- **WRITTEN PROBLEM 1**: Reproduce the records, replacing "Query" with "Search" wherever it appears and leaving everything else untouched.
+++ PASSAGE
I just landed back from my yearly pilgrimage. Every summer, I pack my car up to the brim, and head to the Mountain for a week-long all-woman festival. I somehow showed up at the first fest six years ago. It was extraordinary on all levels. At the tippy-end, I knew that I wanted to come back again and again and again. I fervently hoped that we would keep returning till we were all well into our nineties.
The woman who had started it came up to me as we were all parting ways, and to my bewilderment asked if I would be interested in teaching at the next one.
My response? “As long as you keep having these, I’ll be there.”
Little did I know, or understand, the scope of my promise and commitment.
Because by the time the next fest rolled around, I was a little over eight months pregnant. In my bones, I just knew that nothing would keep me from attending and facilitating. If the baby would come during that time, so be it. I was certain that amongst all those women, there had to be at least one midwife.
It was during that particular gathering, as I waddled around the mountain with a full-moon belly, that I made another promise and commitment. I would make sure that the child I was carrying, the one that would soon be born, would grow up being exposed to events such as this one: intentional gatherings where people come, even if only temporarily, to devote their time to community, self-growth, and love.
Places where we, as individuals, can come to fill our cups.
I’ve kept my promise, and have returned to the Mountain year after year. Between his dad and me, we have taken our child to sound healings, music and yoga festivals, contact dances, retreats, workshops – the works. And over the years, I’ve tuned in to what I feel is the most important thing about parenting: self-care.
Thing is, I am not proud to share what I’m about to write. But here goes:
I’ve known, felt, breathed, experienced in all levels what it feels like to parent when my cup is nearly empty. When I’ve been beyond exhausted, having nearly zero time for myself, drained and cranky, and sometimes even completely numb.
Times when I’ve completely lost it and yelled at my kid, cried, and straight up had a complete meltdown. I’m not ashamed about these emotions. What I’m ashamed about is the fact that I processed them in front of my child. During those times, it’s felt as though he had to bear the weight of holding space for me.
++++++
+++ THE DATA
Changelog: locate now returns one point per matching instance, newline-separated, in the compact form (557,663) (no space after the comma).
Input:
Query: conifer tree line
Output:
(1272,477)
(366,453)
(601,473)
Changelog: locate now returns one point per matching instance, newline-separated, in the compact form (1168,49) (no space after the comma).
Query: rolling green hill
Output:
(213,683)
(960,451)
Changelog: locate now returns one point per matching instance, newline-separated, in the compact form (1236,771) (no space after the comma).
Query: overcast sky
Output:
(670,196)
++++++
- **WRITTEN PROBLEM 2**: Continue the essay on self-care in parenting from where it currently stops.

- **RIGHT ANSWER 1**:
Changelog: locate now returns one point per matching instance, newline-separated, in the compact form (557,663) (no space after the comma).
Input:
Search: conifer tree line
Output:
(1272,477)
(366,453)
(601,473)
Changelog: locate now returns one point per matching instance, newline-separated, in the compact form (1168,49) (no space after the comma).
Search: rolling green hill
Output:
(213,683)
(960,451)
Changelog: locate now returns one point per matching instance, newline-separated, in the compact form (1236,771) (no space after the comma).
Search: overcast sky
Output:
(670,196)

- **RIGHT ANSWER 2**:
That kind of responsibility is not the one any child should have to bear. Because that’s where our support system comes in: other adults who can take care of the child while one goes to wail, scream, and process, either alone or in the presence of another adult who knows how to hold space.
The answer, of course, has been to receive more support. The more my village helps me raise my child, the more I am able to tend to myself. And part of that tending is having the alone time (or sometimes, having that space held for me by another) to rage, vent, complain, and let it all hang out.
I’m glad to say that especially in the last year, I have been blessed to connect with and grow my chosen family. My support system has strengthened, and I am able to regularly take care of myself. And even annually, take off for a whole week to spend on a mountain. This is not to say that I don’t lose it from time to time in front of my kid. It just means that it’s not as frequently.
And now that he’s older, when it does happen, I use it as an opportunity to ask for his forgiveness. To tell him that everyone gets cranky sometimes. And that it’s okay. And that I am so sorry.
So, what kind of human am I raising?
My prayer and intention is that he will grow up feeling free to feel his emotions. And that he finds healthy ways of processing them. And most importantly, to own up when he f’s up.
‘Cause, let’s face it, we all do.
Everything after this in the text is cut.